▸ **Task to complete**: The reply should contain every entry exactly as given, with no pictures in it.

▸ **Excerpted records**:

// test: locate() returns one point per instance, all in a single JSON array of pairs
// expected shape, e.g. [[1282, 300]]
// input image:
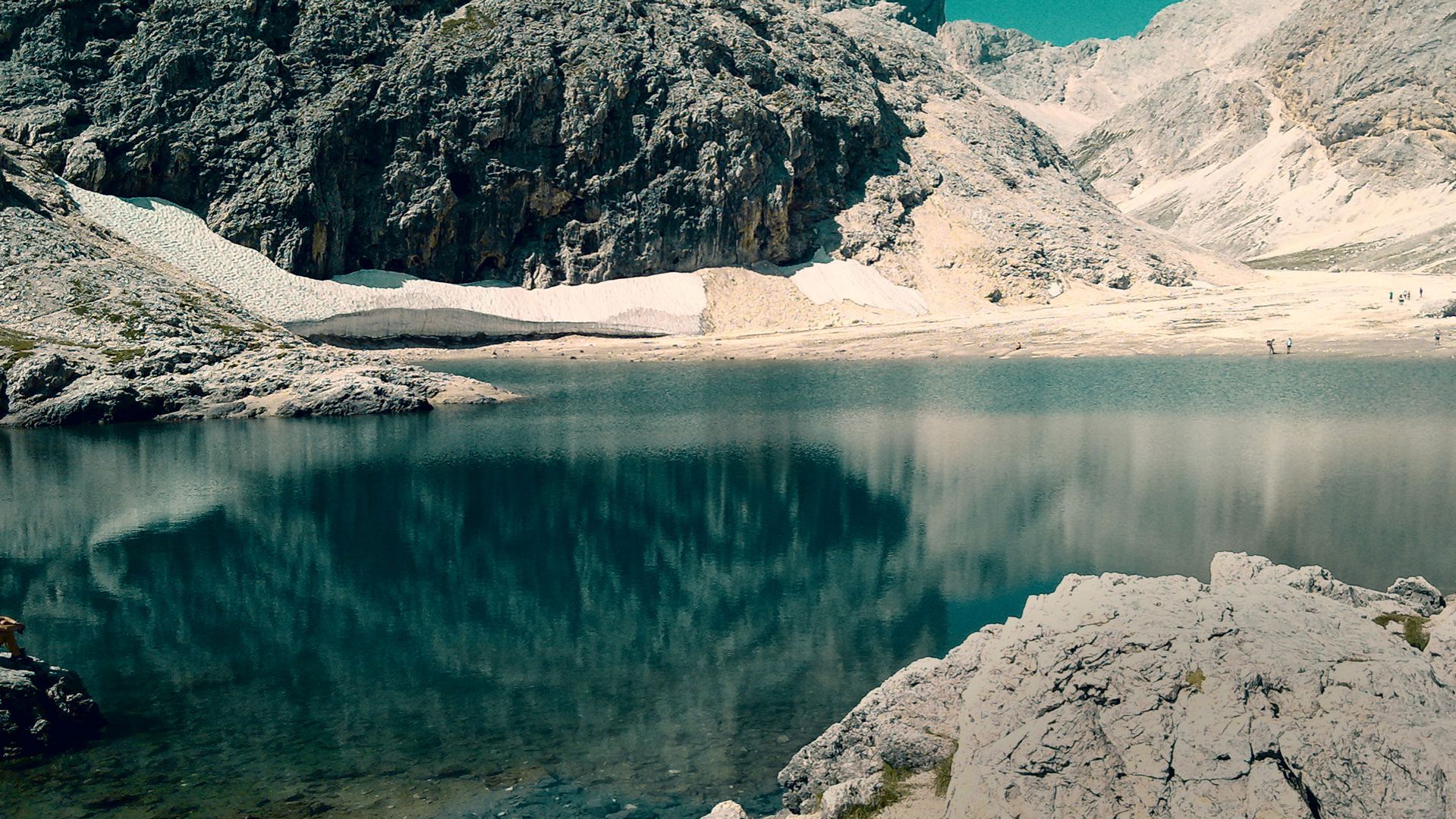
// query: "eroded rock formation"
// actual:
[[1305, 133], [95, 331], [542, 143], [42, 709]]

▸ **Solution for this exercise**:
// test: locate() returns one point per instance, all in a single JSON array of pairs
// expected shape, e.g. [[1282, 300]]
// input image:
// query: "eroded rock formation"
// actual:
[[1305, 133], [95, 331], [542, 143], [42, 709]]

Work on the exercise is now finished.